About this task:
Leave the pictures behind and repeat all the entries exactly.

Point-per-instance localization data
===

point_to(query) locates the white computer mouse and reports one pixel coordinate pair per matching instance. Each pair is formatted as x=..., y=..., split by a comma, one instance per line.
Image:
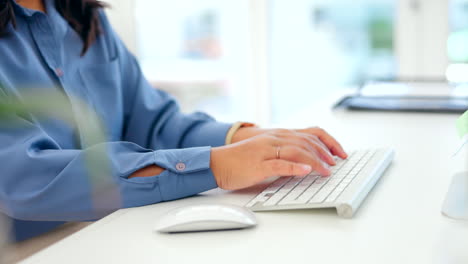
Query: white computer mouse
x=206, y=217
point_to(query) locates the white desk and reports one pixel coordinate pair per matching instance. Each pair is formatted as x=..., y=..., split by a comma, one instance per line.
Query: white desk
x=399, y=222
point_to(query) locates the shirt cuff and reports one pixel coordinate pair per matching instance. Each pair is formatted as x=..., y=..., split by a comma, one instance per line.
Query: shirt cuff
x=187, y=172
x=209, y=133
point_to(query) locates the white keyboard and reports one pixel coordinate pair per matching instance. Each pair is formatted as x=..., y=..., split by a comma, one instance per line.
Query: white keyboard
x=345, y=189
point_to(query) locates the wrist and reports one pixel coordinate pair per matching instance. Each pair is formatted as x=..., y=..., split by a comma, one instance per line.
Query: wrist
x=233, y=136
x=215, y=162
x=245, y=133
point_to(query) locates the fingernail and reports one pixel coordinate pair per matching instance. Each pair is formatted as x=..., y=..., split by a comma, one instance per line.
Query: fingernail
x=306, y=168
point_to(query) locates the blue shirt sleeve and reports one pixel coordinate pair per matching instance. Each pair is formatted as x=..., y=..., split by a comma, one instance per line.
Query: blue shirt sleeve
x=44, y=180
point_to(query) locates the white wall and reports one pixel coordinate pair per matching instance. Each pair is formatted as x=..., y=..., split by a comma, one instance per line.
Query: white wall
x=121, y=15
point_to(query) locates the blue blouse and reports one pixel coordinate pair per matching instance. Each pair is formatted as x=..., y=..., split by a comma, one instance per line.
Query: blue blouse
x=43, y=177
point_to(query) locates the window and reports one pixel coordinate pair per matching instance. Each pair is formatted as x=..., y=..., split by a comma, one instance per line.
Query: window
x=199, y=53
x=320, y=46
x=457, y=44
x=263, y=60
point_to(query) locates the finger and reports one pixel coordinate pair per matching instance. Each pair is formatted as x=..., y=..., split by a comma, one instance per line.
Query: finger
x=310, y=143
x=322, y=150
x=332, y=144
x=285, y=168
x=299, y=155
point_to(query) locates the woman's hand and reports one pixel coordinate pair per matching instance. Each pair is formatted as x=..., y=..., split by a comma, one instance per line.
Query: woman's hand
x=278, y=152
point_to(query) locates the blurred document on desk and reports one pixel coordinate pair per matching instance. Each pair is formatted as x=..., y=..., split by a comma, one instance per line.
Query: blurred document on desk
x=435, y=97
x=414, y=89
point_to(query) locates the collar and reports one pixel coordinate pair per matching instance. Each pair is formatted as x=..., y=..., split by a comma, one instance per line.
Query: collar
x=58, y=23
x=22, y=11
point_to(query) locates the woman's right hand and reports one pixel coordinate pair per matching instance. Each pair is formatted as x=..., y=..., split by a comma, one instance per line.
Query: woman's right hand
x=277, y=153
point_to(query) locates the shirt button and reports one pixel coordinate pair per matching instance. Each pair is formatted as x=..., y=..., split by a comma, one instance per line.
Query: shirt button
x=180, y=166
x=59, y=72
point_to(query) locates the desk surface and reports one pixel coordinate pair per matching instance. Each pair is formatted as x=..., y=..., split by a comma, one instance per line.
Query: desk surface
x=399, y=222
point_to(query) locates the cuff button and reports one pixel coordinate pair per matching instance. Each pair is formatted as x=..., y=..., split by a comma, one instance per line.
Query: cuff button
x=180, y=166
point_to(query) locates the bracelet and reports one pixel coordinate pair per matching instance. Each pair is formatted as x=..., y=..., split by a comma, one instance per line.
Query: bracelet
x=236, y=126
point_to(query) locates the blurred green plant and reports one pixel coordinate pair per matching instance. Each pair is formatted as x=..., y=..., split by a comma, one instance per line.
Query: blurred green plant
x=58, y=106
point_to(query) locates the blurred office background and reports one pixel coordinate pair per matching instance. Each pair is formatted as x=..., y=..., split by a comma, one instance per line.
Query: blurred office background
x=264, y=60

===

Worked solution:
point_to(query) locates the white computer mouse and reports one pixel coordinate pair per matching instance. Each pair is formatted as x=..., y=..., split by a comma, one instance per line.
Image:
Query: white computer mouse
x=206, y=217
point_to(query) locates the white desk and reports one pixel coordinate pair per matching instance. Each pair is formatted as x=..., y=..., split by a comma, one instance per line.
Query: white desk
x=399, y=222
point_to(query) locates the shirt cuff and reports one pixel coordinate pair per matching instance. Each pair is formatted as x=..., y=..., split by a comma, one instance per line.
Query: shirt cuff
x=187, y=172
x=209, y=133
point_to(query) locates the white keyboard and reports one pixel coordinate pair per matching instance. Each pair is formatted as x=..., y=..., split by a comma, one instance per line.
Query: white keyboard
x=345, y=189
point_to(query) locates the wrist and reports one pixel coordinate pair per matching instance. Each pair is formatted as x=..., y=..., split by a comma, one instance per line.
Query: wrist
x=233, y=136
x=215, y=162
x=245, y=133
point_to(query) locates the fingernail and reports one pixel coordinate pair per matching instance. Each pair is formatted as x=..., y=..., split by a comma, one instance per line.
Query: fingernail
x=306, y=168
point_to(query) locates the blue shirt sleeve and reports one pixel coordinate pair per matching instance. Each pair is formatted as x=..., y=..., split by a comma, one instance per line.
Query: blue shirt sleeve
x=44, y=180
point_to(query) locates the white wall and reports one pixel coordinate pair per matching instance. Each pair is formatted as x=..., y=..., split by a comma, one instance per line.
Query: white wall
x=121, y=15
point_to(query) locates the blue blouse and reports one pixel coordinate pair per matching instance. Each pair is formatted as x=..., y=..., split by a comma, one instance per line.
Query: blue blouse
x=43, y=177
point_to(query) locates the window and reports one pixel coordinate pair per matching instance. Each pair is formatted as x=..., y=..., split by a comma, one instance per line.
Query: window
x=199, y=53
x=320, y=46
x=457, y=44
x=263, y=60
point_to(query) locates the finger and reports one pixel coordinate pair per matching instance. Each pair is formatted as x=..., y=..., split by a comma, one instance per line.
Query: finger
x=310, y=143
x=322, y=150
x=332, y=144
x=285, y=168
x=299, y=155
point_to(query) locates the woman's hand and reports one pixel coordinate pair per matching instance. Each pair is formatted as x=..., y=..., split by a comma, one instance per line.
Query: woman's hand
x=278, y=152
point_to(query) locates the blurred document on desk and reports one pixel coordinate pair per matching instance. Each pair is formatted as x=..., y=..., split by a comma, one instance per line.
Query: blurred document on desk
x=435, y=97
x=414, y=89
point_to(query) locates the collar and reports one pixel coordinate pair per matching instance. Each pair is formatted as x=..., y=..., split by a comma, one instance per line.
Query: collar
x=58, y=23
x=22, y=11
point_to(query) locates the woman's right hand and reports one pixel coordinate pair per matching instance. Each pair is formatted as x=..., y=..., split by a comma, one instance per line.
Query: woman's right hand
x=277, y=153
point_to(query) locates the shirt button and reports one pixel coordinate pair per matching instance. Each pair is formatted as x=..., y=..., split by a comma, one instance per line.
Query: shirt button
x=180, y=166
x=59, y=72
point_to(query) locates the desk surface and reports one pixel coordinate pair per matching instance. Each pair is formatted as x=..., y=..., split by a comma, one instance per line.
Query: desk surface
x=399, y=222
point_to(query) locates the cuff button and reports one pixel coordinate pair per matching instance. Each pair is formatted as x=..., y=..., split by a comma, one instance per line.
Query: cuff button
x=180, y=166
point_to(query) locates the bracelet and reports one pixel coordinate pair per matching instance. Each pair is formatted as x=..., y=..., split by a comma, one instance per line.
Query: bracelet
x=236, y=126
point_to(query) locates the blurred green plant and reports one pixel coordinate pair per matching instance. Each pair is formatted as x=..., y=..., split by a comma, one instance per line.
Query: blurred green plant
x=58, y=106
point_to(query) locates the blurred office background and reports one pixel coordinate pair per matching instance. Each pair is formatted as x=..., y=..., split by a comma, one instance per line.
Query: blurred office background
x=264, y=60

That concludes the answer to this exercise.